Whitening reduces the ICA problem to finding an orthogonal rotation, which
simplifies the optimization considerably.
Numerical note: If any eigenvalue of the covariance matrix is smaller than
1e-8, anIllegalArgumentExceptionis thrown — the data is nearly linearly dependent and ICA is not applicable without dimensionality reduction.
A contrast function G must be:
The three built-in contrast functions cover the most common use cases.
new LogCosh() // or new ICA.Options("LogCosh", 100)
| Property | Value |
|---|---|
| G(u) | log(cosh(u)) ≈ |u| − log 2 for large |u| |
| G′(u) = g(u) | tanh(u) |
| G″(u) = g′(u) | 1 − tanh²(u) |
| Implementation | Numerically stable: |u| + log1p(exp(−2|u|)) − log 2 |
| Suitable for | General purpose — balances robustness and accuracy |
| Signal types | Sub-Gaussian and super-Gaussian sources |
LogCosh is the recommended default. It is smooth, bounded in derivative, and
avoids the numerical overflow that log(cosh(x)) would produce for |x| > 710.
new Exp() // or new ICA.Options("Gaussian", 100)
| Property | Value |
|---|---|
| G(u) | −exp(−u²/2) |
| G′(u) = g(u) | u · exp(−u²/2) |
| G″(u) = g′(u) | (1 − u²) · exp(−u²/2) |
| Suitable for | Super-Gaussian sources, robustness to outliers |
| Signal types | Sparse signals, impulsive noise |
The Gaussian contrast function down-weights extreme values, making it more robust when the data contain outliers.

WRITTEN TASKS
A. Answer these from the text on ICA contrast functions:
(i) What is g(u) for the LogCosh contrast function?
(ii) Above what value of |x| would log(cosh(x)) overflow?
(iii) How does the Gaussian contrast function treat extreme values?
B. Continue the text on ICA contrast functions from where it stops.

RECORDED DATA
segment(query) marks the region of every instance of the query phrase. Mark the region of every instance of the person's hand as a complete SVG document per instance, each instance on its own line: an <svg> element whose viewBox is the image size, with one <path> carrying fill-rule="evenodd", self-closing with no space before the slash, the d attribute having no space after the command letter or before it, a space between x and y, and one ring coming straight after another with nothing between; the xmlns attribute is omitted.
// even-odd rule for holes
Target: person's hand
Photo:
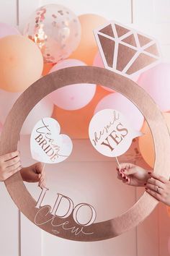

IN RESPONSE
A.
(i) tanh(u)
(ii) 710
(iii) It down-weights them.

B.
new Kurtosis() // or new ICA.Options("Kurtosis", 100)
| Property | Value |
|---|---|
| G(u) | u⁴ / 4 |
| G′(u) = g(u) | u³ |
| G″(u) = g′(u) | 3u² |
| Suitable for | Simple / educational use, clean data |
| Signal types | Any, but sensitive to outliers |
Kurtosis is a classical measure of non-Gaussianity. However, because G grows as
u⁴, it is highly sensitive to large values (outliers). Prefer LogCosh or
Exp for real data.
| Scenario | Recommended |
|---|---|
| No prior knowledge | LogCosh |
| Super-Gaussian signals (e.g., speech, sparse) | Exp |
| Sub-Gaussian signals (e.g., uniform) | LogCosh |
| Clean data, no outliers, quick test | Kurtosis |
| Outlier-prone data | Exp |
Implement DifferentiableFunction and optionally Serializable:
import smile.util.function.DifferentiableFunction;
import java.io.Serializable;
public class MyContrast implements DifferentiableFunction, Serializable {
@java.io.Serial
private static final long serialVersionUID = 1L;
@Override
public double f(double x) {
// G(u) — the contrast function itself (not required by FastICA
// but required by the DifferentiableFunction interface)
return Math.log1p(x * x);
}
@Override
public double g(double x) {
// G′(u) — first derivative
return 2.0 * x / (1.0 + x * x);
}
@Override
public double g2(double x) {
// G″(u) — second derivative
double d = 1.0 + x * x;
return 2.0 * (1.0 - x * x) / (d * d);
}
}
// Use it
ICA.Options opts = new ICA.Options(new MyContrast(), 200, 1E-5);
ICA ica = ICA.fit(X, p, opts);
ICA.Options(DifferentiableFunction contrast, int maxIter, double tol)
| Parameter | Type | Default | Description |
|---|---|---|---|
contrast | DifferentiableFunction | new LogCosh() | Contrast function G |
maxIter | int | 100 | Maximum fixed-point iterations per component |
tol | double | 1e-4 | Convergence tolerance on ‖w − w_old‖ |
Convenience constructors:
// Default tolerance 1e-4
new ICA.Options(new LogCosh(), 100)
// Custom tolerance
new ICA.Options(new LogCosh(), 200, 1E-6)
// By name
new ICA.Options("LogCosh", 100)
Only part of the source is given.